PROBLEM DESCRIPTION -
Would you copy every one of the records below verbatim?

ENTRIES SUPPLIED -
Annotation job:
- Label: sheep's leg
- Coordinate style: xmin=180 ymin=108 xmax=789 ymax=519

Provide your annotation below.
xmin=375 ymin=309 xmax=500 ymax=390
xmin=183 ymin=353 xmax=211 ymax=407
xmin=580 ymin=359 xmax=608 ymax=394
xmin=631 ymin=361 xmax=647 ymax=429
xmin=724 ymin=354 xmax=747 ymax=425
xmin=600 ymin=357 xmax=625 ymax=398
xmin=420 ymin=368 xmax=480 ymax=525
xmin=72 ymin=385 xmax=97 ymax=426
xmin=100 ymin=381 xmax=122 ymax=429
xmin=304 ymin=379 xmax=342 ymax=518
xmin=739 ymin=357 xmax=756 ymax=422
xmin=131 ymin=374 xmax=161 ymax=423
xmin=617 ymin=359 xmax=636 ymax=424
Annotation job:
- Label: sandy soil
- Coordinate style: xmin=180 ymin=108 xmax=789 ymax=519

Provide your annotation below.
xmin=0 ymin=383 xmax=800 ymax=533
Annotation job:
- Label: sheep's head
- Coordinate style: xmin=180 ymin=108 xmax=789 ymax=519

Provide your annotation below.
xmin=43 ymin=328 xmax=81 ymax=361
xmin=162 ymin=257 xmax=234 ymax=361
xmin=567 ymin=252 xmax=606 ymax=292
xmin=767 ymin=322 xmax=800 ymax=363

FULL SOLUTION -
Annotation job:
- Label: sheep's leg
- Coordinate style: xmin=180 ymin=108 xmax=789 ymax=519

Provide your annotation below.
xmin=375 ymin=309 xmax=500 ymax=390
xmin=183 ymin=353 xmax=211 ymax=407
xmin=580 ymin=359 xmax=608 ymax=394
xmin=631 ymin=361 xmax=647 ymax=429
xmin=724 ymin=354 xmax=747 ymax=425
xmin=600 ymin=357 xmax=625 ymax=398
xmin=420 ymin=368 xmax=480 ymax=525
xmin=72 ymin=385 xmax=97 ymax=426
xmin=100 ymin=381 xmax=122 ymax=429
xmin=304 ymin=379 xmax=342 ymax=518
xmin=739 ymin=357 xmax=756 ymax=422
xmin=131 ymin=374 xmax=161 ymax=423
xmin=617 ymin=359 xmax=636 ymax=424
Annotation job:
- Label: sandy soil
- Coordinate style: xmin=180 ymin=108 xmax=789 ymax=519

Provide your annotation below.
xmin=0 ymin=383 xmax=800 ymax=533
Annotation job:
- Label: sheep's head
- Coordinate style: xmin=180 ymin=108 xmax=789 ymax=519

Provide your annotation below.
xmin=43 ymin=328 xmax=81 ymax=361
xmin=162 ymin=257 xmax=234 ymax=361
xmin=567 ymin=252 xmax=606 ymax=292
xmin=767 ymin=322 xmax=800 ymax=363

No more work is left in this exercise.